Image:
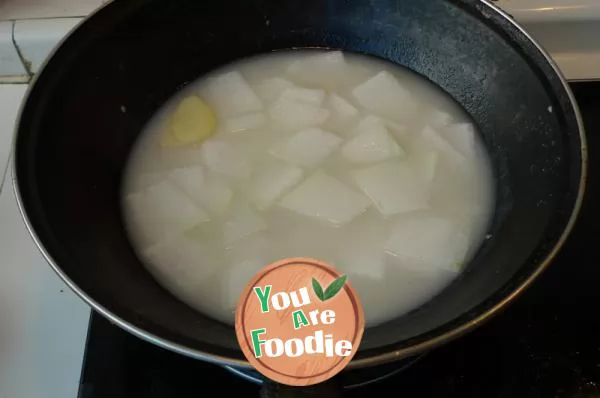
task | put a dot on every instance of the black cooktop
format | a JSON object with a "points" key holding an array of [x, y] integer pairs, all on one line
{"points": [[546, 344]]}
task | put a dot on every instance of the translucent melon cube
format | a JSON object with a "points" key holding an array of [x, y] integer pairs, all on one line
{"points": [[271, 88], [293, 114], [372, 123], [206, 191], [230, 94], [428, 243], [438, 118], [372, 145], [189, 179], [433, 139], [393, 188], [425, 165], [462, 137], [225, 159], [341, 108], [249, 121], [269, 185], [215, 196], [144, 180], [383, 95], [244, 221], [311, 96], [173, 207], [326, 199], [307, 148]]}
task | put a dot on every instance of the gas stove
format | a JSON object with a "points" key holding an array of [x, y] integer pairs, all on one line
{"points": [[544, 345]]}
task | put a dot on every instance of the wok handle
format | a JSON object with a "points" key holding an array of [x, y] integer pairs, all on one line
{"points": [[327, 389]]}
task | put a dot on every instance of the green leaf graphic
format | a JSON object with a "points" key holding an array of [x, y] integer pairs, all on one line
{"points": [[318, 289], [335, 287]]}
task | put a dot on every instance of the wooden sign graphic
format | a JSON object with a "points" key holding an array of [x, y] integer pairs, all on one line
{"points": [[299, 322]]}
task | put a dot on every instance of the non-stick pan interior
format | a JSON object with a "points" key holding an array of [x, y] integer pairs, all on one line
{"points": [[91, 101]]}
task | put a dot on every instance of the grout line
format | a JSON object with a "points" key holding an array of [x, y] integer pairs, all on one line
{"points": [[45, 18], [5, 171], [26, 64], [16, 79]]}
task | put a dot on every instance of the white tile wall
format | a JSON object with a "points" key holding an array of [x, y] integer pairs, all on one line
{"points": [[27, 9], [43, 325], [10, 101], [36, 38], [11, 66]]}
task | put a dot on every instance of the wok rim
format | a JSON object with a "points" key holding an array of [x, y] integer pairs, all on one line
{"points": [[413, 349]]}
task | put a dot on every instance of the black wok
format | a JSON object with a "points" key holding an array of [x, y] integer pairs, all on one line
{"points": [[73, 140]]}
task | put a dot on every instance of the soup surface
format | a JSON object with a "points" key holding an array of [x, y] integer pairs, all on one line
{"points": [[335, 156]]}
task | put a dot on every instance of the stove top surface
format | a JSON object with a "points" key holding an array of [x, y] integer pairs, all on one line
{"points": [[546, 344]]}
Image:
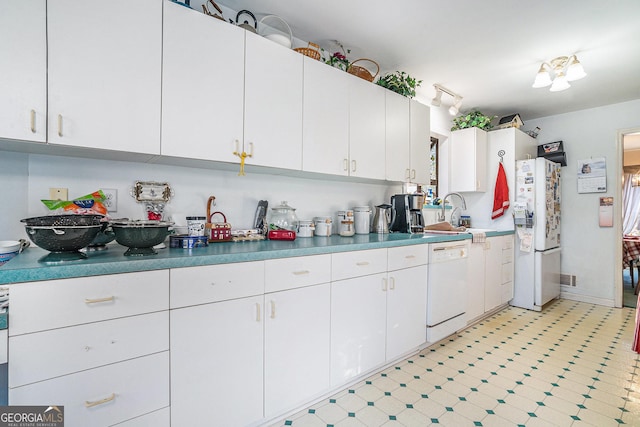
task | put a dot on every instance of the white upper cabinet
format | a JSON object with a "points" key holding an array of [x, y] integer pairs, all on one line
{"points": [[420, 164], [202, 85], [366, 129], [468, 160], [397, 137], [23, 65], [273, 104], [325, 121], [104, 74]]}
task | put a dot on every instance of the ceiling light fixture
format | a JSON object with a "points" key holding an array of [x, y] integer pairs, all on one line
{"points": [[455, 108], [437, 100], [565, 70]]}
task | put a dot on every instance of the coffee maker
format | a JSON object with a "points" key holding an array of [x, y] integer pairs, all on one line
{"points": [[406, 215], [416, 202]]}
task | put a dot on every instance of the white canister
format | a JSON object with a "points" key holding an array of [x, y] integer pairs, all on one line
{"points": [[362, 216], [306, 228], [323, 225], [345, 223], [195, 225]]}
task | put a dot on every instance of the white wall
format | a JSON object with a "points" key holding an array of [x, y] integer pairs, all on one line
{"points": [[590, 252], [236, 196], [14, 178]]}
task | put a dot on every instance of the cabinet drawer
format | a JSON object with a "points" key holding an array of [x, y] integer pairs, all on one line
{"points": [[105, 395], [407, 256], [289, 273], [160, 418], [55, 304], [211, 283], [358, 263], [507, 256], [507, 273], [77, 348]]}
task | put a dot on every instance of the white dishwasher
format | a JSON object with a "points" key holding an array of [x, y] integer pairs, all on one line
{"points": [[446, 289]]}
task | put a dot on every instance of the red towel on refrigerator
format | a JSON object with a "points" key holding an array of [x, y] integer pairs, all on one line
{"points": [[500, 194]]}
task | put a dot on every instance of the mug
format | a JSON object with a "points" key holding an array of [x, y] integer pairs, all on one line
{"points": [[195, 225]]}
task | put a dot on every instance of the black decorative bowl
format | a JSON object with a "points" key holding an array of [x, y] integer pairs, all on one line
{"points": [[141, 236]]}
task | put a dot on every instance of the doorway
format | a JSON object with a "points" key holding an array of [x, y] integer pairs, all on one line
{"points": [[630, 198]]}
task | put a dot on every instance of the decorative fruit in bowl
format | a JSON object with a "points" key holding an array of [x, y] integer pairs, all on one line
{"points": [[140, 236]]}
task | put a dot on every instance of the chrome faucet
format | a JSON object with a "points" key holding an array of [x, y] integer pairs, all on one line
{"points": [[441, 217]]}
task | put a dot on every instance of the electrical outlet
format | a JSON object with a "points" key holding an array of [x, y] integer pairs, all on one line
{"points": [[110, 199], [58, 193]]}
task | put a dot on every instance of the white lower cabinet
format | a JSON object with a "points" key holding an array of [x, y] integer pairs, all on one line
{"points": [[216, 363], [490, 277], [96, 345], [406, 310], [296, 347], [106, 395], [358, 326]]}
-----
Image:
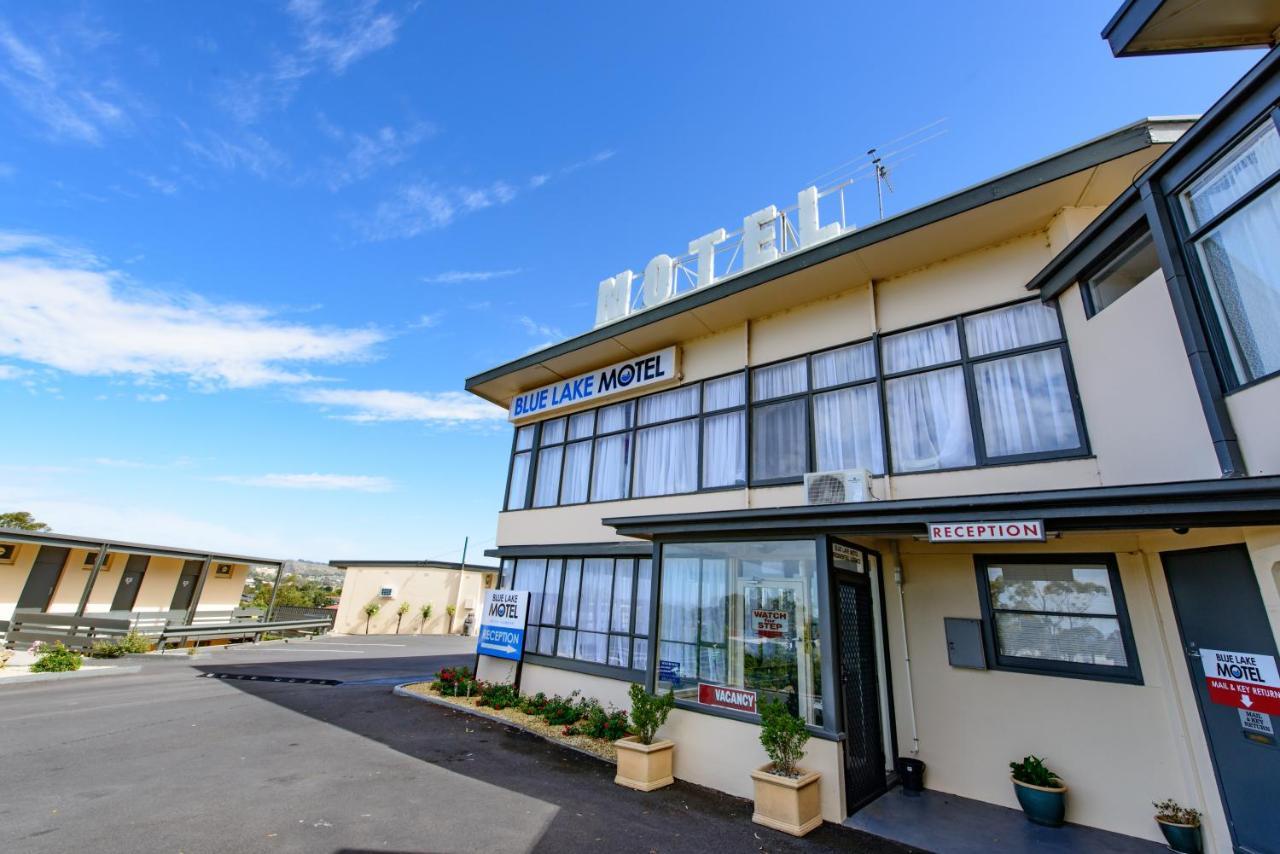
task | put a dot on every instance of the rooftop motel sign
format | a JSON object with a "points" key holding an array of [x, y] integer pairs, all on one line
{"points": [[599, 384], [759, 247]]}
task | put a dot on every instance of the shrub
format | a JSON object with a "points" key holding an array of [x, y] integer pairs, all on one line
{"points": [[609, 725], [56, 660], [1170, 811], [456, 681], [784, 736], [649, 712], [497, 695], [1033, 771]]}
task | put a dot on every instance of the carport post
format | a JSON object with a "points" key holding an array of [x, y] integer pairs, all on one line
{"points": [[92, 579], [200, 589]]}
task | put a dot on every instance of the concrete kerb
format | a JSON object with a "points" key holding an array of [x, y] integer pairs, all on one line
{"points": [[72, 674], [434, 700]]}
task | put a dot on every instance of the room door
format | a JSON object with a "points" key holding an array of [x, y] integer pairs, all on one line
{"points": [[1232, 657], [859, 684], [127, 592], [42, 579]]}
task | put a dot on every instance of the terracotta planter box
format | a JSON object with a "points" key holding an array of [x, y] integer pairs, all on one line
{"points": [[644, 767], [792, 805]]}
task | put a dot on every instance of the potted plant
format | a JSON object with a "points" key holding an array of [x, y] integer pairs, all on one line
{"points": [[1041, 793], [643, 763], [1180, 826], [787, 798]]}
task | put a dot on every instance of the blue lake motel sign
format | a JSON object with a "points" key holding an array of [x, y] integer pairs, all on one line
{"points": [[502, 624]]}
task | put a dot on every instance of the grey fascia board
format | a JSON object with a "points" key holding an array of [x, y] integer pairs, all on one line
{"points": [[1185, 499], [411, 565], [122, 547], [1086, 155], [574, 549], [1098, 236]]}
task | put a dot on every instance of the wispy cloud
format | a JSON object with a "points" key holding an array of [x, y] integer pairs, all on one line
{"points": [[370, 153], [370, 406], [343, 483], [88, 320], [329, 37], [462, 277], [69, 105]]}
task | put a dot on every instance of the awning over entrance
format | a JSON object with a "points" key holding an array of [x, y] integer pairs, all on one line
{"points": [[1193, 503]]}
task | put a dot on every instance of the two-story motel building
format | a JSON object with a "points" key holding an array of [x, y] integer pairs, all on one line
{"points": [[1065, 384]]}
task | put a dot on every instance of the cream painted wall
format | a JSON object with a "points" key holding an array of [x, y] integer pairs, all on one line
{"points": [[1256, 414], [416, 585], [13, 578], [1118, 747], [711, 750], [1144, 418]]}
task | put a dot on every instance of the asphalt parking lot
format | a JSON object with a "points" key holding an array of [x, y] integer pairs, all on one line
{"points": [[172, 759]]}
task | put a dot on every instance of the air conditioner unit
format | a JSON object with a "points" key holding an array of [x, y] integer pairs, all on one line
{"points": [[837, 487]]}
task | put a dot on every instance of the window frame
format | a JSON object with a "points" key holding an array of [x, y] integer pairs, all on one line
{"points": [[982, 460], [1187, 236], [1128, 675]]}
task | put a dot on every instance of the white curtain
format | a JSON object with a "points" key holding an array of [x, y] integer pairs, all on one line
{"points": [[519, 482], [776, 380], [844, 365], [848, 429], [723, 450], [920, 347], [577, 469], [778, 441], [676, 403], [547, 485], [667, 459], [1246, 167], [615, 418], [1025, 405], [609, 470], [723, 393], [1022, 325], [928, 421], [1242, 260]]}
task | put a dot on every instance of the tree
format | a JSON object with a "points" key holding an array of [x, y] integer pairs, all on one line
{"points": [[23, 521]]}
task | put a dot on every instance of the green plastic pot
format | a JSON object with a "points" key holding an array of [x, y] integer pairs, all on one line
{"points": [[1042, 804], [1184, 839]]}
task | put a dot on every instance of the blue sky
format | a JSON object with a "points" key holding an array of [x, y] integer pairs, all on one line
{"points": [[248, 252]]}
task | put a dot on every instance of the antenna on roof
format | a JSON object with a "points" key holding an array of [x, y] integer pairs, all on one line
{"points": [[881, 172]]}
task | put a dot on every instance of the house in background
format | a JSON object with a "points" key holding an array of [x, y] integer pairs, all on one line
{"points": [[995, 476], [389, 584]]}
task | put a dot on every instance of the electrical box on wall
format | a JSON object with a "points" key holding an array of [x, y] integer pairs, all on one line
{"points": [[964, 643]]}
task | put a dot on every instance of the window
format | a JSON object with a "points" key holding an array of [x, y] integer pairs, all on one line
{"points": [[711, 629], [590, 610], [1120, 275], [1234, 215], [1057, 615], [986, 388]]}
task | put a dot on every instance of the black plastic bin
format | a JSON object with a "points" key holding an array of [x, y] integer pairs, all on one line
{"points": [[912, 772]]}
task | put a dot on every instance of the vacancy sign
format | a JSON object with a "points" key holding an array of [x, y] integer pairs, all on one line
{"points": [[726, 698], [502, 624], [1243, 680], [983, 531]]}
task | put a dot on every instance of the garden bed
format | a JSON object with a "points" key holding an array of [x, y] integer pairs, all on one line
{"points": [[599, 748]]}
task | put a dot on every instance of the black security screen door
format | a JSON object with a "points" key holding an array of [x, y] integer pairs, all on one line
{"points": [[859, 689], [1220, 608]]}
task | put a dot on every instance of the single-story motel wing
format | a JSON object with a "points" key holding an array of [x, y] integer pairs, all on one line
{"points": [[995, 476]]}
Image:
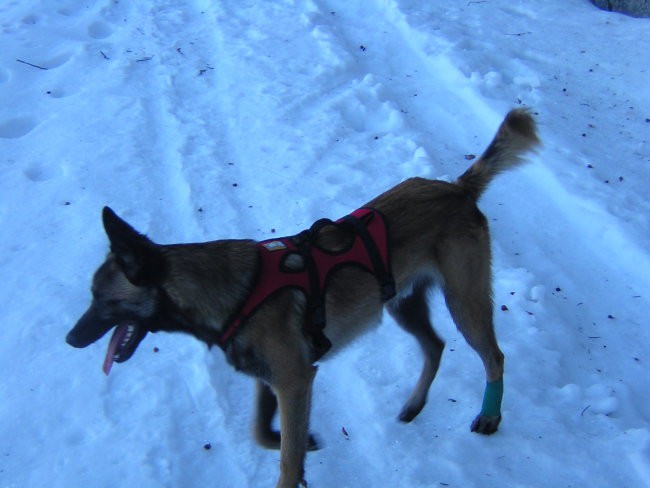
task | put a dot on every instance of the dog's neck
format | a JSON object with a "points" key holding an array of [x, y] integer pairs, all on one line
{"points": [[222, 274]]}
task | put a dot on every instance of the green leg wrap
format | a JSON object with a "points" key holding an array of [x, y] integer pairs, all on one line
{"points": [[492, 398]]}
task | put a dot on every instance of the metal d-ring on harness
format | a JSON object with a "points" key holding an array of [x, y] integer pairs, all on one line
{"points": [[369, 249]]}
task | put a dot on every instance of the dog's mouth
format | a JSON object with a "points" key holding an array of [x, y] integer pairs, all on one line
-----
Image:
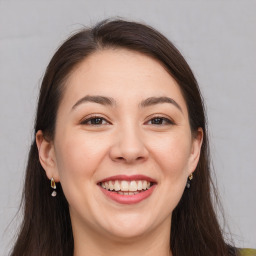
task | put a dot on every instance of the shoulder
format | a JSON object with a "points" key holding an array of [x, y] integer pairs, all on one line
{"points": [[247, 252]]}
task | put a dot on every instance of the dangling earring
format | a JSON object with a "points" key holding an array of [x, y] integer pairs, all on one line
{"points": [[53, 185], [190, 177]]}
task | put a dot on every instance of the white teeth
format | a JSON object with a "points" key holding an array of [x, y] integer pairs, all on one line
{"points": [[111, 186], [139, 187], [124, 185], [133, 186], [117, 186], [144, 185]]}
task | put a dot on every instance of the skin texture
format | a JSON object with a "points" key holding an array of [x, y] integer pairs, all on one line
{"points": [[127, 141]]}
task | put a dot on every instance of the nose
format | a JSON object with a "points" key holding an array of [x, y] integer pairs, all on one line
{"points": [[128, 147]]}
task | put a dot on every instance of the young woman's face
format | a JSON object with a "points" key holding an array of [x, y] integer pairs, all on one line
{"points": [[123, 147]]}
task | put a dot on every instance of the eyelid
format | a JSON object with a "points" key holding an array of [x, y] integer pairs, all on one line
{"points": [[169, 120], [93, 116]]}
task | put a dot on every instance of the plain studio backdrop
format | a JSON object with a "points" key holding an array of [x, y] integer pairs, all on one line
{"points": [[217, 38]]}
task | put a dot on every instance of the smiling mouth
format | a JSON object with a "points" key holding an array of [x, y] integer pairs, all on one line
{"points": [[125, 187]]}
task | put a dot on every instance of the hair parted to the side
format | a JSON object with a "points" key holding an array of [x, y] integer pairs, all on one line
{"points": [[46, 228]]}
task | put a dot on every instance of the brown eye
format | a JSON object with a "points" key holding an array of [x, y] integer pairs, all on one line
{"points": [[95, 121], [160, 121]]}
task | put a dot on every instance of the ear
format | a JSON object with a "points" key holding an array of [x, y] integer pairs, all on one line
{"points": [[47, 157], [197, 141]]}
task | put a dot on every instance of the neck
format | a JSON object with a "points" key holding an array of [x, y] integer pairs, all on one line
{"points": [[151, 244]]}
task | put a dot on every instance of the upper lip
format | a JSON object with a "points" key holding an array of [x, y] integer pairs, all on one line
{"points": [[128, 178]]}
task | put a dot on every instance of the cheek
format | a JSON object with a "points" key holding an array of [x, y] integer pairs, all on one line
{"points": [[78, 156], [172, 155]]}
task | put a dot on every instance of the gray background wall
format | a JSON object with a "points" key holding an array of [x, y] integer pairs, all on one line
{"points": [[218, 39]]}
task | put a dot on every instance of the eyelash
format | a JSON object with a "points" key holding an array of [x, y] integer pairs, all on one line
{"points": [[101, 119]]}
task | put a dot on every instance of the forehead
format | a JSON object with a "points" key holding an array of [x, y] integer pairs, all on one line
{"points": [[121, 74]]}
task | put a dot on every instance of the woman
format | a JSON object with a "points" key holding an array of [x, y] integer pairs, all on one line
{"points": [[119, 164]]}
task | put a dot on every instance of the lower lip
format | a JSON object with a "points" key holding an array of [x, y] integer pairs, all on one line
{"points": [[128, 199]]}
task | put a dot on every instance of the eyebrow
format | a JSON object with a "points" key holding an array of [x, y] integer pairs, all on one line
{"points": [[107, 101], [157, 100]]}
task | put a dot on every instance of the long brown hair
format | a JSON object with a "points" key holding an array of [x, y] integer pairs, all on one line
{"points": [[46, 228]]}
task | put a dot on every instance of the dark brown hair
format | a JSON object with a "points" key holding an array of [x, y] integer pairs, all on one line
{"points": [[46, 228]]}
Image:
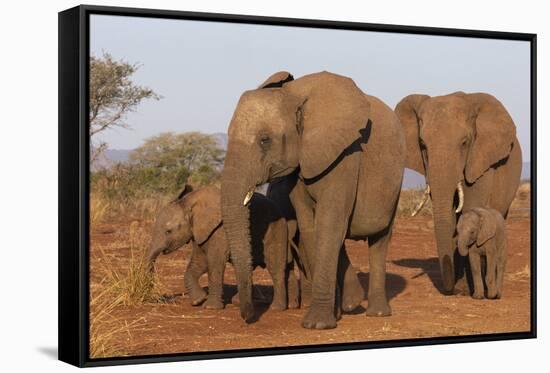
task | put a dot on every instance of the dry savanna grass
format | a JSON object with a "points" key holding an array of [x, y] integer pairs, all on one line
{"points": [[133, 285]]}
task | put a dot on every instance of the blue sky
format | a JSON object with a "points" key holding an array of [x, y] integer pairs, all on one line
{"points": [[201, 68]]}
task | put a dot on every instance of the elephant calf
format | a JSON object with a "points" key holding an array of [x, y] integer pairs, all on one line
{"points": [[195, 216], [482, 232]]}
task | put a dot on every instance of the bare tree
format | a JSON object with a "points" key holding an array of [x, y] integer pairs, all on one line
-----
» Problem to work on
Find every line in the material above that contains the string "motel" and copy each one out. Case counts.

» Solved problem
task | put a dot on every instance of the rooftop motel sign
task | put a dot on every instance of the blue lake motel sign
task | put a dot on every instance of the two-story motel building
task | put a dot on every instance of the single-story motel wing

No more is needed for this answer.